• _Texte du document_:

╔══

Après près de 80 numéros, le bilan est de zéro procès intenté contre Siné Hebdo. Qu’il semble bien loin le temps du professeur Choron, qui réclamait « un procès chaque semaine »… Bref, il ne suffit pas de revendiquer un héritage ou une filiation pour en être le dépositaire ou le garant.

Un choix affectif

Le second argument avancé par M. Caillier a justement rapport avec l’état supposé des finances du journal :

« Nous voulions aussi donner une chance de visibilité à un hebdomadaire encore très jeune et dont la pérennité est loin encore d’être assurée. »

On l’a vu, aucun procès n’a pour l’instant ruiné Siné Hebdo. Le journal a diffusé en moyenne entre 50 000 et 55 000 exemplaires chaque semaine durant sa première année d’existence [2]. Dans le même temps, Charlie Hebdo a diffusé entre 40 000 et 43 000 exemplaires, auxquels il faut ajouter 13 000 abonnés [3]. Aucun des deux hebdomadaires ne semble donc plus que l’autre prêt de mettre la clef sous la porte, contrairement à Bakchich Hebdo, qui aura connu un lancement nettement plus chaotique que Siné Hebdo.

╚══

• _Petit exercice_: Recopiez sans rien changer le passage du texte sur Siné Hebdo ci-dessus qui commence par « Le second argument » et se termine par « que Siné Hebdo. ».

• _Données présentées_:
╔══

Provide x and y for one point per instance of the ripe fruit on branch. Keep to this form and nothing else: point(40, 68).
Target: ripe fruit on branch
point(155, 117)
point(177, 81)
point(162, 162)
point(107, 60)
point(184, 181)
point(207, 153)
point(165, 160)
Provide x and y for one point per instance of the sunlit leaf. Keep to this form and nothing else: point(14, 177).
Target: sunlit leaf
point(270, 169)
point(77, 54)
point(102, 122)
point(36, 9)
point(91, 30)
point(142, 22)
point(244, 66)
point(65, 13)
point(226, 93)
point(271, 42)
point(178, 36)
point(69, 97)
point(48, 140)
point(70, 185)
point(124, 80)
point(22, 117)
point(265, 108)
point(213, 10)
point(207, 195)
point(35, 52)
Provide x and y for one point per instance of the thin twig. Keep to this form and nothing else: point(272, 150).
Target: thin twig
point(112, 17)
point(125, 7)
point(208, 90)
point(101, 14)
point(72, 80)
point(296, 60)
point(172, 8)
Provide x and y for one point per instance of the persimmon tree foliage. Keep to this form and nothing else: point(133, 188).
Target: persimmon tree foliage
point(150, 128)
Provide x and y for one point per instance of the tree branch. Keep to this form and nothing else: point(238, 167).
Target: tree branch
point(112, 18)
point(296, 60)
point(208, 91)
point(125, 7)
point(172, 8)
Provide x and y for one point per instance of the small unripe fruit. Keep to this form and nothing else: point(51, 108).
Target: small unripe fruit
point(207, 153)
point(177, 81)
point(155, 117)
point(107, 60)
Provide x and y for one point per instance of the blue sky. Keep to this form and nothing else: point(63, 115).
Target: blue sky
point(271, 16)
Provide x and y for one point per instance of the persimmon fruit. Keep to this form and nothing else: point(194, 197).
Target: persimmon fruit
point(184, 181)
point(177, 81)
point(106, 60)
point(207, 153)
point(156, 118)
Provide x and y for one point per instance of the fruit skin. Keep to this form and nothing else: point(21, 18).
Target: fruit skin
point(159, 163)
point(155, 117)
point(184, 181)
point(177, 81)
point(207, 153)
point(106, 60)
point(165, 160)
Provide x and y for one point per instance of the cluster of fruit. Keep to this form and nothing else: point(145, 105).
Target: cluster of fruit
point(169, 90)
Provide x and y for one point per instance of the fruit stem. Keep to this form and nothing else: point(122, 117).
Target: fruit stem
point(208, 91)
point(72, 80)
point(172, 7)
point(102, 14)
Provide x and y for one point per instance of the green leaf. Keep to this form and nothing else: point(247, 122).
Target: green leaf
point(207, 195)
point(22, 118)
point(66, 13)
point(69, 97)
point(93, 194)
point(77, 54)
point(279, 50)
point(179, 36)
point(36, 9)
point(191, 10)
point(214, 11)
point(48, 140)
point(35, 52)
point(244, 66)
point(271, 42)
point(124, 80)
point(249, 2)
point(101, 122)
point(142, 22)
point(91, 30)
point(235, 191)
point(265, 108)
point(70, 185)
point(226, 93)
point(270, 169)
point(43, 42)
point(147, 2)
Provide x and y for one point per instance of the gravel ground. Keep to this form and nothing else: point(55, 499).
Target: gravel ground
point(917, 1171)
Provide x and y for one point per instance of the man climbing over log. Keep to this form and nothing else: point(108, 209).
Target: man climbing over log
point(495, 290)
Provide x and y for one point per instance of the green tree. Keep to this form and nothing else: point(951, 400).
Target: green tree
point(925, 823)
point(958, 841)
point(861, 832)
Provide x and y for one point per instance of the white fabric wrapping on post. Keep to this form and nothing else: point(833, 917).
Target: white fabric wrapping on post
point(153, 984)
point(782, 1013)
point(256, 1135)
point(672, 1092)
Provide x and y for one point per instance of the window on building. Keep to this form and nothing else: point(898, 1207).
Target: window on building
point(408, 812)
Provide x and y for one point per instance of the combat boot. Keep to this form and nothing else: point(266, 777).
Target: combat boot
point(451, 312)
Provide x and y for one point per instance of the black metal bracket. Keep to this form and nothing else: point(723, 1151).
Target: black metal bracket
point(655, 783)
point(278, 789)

╚══

• _Réponse complète_:
Le second argument avancé par M. Caillier a justement rapport avec l’état supposé des finances du journal :

« Nous voulions aussi donner une chance de visibilité à un hebdomadaire encore très jeune et dont la pérennité est loin encore d’être assurée. »

On l’a vu, aucun procès n’a pour l’instant ruiné Siné Hebdo. Le journal a diffusé en moyenne entre 50 000 et 55 000 exemplaires chaque semaine durant sa première année d’existence [2]. Dans le même temps, Charlie Hebdo a diffusé entre 40 000 et 43 000 exemplaires, auxquels il faut ajouter 13 000 abonnés [3]. Aucun des deux hebdomadaires ne semble donc plus que l’autre prêt de mettre la clef sous la porte, contrairement à Bakchich Hebdo, qui aura connu un lancement nettement plus chaotique que Siné Hebdo.